> What you will do
For each line below that contains the word "yellow", return that line.
◇ ◇ ◇ ◇ ◇ ◇ ◇
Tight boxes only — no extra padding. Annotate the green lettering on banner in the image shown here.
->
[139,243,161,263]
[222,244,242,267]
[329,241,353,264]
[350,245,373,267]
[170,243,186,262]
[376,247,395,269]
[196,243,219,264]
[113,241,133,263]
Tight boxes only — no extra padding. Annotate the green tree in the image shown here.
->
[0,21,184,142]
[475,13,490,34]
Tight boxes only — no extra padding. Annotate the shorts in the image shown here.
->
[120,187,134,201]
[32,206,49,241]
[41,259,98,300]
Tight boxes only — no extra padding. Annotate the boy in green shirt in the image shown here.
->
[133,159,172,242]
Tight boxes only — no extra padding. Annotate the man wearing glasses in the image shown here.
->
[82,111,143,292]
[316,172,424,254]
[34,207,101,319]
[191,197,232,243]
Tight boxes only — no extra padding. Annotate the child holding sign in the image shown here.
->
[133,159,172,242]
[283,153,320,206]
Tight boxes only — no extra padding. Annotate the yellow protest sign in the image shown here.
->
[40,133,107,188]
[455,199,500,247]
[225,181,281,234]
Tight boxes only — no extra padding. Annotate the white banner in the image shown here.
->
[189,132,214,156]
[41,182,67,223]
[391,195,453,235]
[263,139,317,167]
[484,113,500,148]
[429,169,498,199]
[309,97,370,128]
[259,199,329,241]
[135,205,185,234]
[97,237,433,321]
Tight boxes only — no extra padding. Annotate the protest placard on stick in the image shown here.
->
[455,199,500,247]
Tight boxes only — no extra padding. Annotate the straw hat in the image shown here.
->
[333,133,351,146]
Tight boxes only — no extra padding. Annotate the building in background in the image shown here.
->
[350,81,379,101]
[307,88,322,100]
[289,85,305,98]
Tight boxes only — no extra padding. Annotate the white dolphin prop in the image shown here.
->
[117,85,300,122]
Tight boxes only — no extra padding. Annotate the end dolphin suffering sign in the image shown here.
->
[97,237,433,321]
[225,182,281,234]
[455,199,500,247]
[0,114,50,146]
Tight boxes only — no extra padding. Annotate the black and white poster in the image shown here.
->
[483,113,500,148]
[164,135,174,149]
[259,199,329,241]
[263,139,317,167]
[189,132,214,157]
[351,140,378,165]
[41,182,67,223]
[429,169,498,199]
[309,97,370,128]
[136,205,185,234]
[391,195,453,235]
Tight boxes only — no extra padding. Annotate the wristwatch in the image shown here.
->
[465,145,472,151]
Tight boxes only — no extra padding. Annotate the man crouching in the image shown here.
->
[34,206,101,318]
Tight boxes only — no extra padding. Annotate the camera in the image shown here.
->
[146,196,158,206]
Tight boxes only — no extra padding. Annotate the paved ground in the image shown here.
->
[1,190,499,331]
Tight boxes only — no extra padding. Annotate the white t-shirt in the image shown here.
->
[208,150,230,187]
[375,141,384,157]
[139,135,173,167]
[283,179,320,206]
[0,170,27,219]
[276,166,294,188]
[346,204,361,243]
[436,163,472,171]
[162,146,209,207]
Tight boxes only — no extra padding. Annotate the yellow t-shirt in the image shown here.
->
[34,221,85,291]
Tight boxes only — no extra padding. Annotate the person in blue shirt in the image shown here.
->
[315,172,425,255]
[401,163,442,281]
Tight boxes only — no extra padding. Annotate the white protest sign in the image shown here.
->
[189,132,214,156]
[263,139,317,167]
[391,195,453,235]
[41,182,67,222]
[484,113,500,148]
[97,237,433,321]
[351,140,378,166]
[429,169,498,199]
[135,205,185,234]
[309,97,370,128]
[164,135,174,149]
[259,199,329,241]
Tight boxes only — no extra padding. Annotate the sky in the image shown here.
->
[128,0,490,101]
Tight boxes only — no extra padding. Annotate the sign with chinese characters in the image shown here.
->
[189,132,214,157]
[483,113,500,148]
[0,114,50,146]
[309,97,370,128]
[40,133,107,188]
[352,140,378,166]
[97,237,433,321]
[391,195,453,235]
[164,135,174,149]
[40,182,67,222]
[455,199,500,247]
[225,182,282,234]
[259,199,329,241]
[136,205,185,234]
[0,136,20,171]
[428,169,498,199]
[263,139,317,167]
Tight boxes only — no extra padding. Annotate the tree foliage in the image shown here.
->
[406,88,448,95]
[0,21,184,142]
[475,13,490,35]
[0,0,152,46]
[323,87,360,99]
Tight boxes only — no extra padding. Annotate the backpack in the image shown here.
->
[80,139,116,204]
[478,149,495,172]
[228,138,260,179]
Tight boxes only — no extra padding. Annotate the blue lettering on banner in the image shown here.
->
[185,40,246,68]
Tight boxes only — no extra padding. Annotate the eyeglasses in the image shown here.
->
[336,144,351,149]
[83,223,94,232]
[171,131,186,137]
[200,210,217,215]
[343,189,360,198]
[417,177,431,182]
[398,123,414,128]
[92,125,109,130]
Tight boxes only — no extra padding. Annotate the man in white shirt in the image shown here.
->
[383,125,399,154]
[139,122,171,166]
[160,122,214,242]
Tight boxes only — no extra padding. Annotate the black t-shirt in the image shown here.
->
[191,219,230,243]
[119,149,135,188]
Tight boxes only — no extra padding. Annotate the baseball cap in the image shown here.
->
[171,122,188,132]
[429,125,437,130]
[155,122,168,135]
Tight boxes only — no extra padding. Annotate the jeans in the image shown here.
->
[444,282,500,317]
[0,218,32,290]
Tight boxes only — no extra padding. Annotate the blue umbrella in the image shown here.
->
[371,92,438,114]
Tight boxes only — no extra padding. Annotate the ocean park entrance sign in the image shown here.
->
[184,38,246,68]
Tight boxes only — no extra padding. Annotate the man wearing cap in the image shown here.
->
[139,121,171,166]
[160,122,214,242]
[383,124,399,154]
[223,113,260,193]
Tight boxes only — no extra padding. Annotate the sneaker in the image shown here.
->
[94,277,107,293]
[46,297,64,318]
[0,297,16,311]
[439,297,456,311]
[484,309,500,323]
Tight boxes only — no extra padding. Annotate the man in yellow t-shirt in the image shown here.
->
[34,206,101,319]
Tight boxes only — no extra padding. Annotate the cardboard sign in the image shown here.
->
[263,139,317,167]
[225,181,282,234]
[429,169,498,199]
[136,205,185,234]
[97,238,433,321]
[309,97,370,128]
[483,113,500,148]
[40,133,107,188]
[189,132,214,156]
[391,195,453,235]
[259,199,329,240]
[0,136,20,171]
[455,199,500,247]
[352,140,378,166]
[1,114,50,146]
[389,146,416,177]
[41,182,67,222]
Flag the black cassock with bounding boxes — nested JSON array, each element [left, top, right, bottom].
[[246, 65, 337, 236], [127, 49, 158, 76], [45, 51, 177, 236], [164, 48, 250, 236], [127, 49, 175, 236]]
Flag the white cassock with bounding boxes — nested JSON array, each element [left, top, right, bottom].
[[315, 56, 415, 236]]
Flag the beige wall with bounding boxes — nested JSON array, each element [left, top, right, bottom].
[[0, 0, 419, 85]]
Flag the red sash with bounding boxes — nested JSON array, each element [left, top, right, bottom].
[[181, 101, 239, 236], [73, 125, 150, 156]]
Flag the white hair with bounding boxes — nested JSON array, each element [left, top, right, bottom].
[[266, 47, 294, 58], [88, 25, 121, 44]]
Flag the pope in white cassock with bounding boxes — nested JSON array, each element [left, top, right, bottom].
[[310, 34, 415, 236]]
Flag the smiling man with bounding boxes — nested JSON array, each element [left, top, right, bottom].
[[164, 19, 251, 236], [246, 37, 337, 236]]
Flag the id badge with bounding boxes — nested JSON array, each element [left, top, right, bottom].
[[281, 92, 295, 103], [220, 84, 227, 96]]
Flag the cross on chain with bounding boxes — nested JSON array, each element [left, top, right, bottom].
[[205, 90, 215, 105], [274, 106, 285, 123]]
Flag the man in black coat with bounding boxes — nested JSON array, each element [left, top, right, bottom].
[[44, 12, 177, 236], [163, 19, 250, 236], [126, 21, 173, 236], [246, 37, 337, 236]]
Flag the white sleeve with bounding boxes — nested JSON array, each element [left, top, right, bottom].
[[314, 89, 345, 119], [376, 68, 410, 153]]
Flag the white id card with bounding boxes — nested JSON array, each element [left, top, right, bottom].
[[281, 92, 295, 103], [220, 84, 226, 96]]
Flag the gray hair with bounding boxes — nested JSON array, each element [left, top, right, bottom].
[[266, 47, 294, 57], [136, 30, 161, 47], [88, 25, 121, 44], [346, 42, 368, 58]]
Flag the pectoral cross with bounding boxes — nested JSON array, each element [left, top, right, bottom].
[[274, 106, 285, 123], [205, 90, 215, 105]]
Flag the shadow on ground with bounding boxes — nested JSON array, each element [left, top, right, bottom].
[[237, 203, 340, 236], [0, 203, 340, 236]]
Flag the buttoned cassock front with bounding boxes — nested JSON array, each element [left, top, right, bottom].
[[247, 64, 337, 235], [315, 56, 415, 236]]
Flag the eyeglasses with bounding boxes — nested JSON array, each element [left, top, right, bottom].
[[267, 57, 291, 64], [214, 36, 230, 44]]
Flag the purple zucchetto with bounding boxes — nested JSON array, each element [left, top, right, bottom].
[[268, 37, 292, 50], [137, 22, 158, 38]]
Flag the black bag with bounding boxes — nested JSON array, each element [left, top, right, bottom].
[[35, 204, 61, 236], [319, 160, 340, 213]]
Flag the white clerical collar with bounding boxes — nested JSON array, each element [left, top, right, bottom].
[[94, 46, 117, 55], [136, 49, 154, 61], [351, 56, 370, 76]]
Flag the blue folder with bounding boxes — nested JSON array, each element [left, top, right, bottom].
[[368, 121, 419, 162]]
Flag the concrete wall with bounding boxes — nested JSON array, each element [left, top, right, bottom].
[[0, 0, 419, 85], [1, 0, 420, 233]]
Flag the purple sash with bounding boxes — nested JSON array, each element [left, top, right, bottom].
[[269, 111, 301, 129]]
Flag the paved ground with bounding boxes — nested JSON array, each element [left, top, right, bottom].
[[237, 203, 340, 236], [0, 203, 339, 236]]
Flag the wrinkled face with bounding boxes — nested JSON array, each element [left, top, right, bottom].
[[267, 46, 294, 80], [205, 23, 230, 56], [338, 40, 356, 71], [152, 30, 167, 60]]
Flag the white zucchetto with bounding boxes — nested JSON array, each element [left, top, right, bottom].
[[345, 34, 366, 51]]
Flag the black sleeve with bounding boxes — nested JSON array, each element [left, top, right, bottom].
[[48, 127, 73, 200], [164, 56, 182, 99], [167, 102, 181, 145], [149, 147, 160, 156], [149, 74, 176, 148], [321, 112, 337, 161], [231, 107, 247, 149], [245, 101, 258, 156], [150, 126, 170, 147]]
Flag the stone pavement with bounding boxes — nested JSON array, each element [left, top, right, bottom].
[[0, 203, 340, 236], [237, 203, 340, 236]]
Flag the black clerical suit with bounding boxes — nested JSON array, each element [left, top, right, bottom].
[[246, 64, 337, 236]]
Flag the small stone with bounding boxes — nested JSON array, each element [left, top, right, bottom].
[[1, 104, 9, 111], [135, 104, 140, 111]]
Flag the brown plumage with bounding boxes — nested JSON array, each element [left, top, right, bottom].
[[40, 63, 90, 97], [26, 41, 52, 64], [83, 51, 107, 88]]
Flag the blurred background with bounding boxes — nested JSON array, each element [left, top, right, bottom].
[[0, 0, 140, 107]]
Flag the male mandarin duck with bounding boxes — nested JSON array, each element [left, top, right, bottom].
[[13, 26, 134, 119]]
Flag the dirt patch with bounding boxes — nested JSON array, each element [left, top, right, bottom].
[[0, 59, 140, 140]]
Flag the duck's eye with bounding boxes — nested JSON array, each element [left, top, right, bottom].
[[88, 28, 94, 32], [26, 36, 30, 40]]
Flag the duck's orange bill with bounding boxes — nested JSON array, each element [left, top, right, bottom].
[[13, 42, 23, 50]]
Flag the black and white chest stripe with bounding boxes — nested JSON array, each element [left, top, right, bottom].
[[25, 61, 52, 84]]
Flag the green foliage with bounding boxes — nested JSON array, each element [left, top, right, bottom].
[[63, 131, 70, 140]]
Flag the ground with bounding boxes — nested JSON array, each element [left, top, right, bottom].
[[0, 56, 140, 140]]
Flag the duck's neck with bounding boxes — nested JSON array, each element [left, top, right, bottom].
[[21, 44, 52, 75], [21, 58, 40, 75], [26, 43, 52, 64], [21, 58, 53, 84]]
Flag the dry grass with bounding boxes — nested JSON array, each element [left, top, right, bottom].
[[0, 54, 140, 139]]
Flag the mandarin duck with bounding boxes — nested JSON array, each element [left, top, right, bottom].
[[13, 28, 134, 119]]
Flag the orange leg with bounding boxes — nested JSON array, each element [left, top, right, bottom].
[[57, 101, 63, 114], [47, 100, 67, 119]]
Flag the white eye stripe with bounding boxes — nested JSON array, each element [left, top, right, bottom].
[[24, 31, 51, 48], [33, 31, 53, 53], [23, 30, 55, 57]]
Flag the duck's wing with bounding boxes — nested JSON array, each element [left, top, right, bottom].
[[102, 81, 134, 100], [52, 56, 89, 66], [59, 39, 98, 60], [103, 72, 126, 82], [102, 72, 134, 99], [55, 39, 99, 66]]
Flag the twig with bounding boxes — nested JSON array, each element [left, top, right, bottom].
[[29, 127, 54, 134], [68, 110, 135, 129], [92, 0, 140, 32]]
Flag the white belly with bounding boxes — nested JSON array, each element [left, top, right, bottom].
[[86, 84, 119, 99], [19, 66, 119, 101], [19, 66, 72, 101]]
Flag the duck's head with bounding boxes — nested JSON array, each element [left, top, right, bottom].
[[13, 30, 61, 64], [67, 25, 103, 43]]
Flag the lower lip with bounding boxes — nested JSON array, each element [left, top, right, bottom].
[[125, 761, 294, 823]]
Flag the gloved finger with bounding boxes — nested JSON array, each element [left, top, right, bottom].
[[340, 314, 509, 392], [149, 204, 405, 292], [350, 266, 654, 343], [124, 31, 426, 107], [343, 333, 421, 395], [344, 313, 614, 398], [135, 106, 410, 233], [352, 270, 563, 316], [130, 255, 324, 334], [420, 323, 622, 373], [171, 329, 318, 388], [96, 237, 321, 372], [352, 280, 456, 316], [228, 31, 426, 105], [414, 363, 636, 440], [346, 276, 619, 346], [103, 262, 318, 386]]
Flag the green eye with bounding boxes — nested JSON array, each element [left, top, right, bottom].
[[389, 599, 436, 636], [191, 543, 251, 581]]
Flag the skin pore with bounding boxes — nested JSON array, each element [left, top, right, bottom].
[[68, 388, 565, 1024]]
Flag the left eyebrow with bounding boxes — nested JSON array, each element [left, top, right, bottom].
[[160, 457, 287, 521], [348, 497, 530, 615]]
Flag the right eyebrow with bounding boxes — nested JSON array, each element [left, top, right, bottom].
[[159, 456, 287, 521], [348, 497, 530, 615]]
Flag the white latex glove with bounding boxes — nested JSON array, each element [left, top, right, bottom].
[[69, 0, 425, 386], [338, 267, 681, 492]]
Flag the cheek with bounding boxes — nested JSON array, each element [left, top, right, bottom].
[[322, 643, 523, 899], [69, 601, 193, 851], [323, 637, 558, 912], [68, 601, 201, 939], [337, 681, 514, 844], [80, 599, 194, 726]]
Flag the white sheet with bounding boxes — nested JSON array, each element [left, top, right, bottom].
◇ ◇ ◇ ◇ ◇ ◇ ◇
> Finished exercise
Tight boxes only — no extra padding. Annotate the yellow protest sign in the image shown here.
Tight boxes only — no extra padding. Annotate the yellow t-shirt in the image shown here.
Tight boxes only — no extra padding. Annotate the man in yellow t-shirt in the image shown here.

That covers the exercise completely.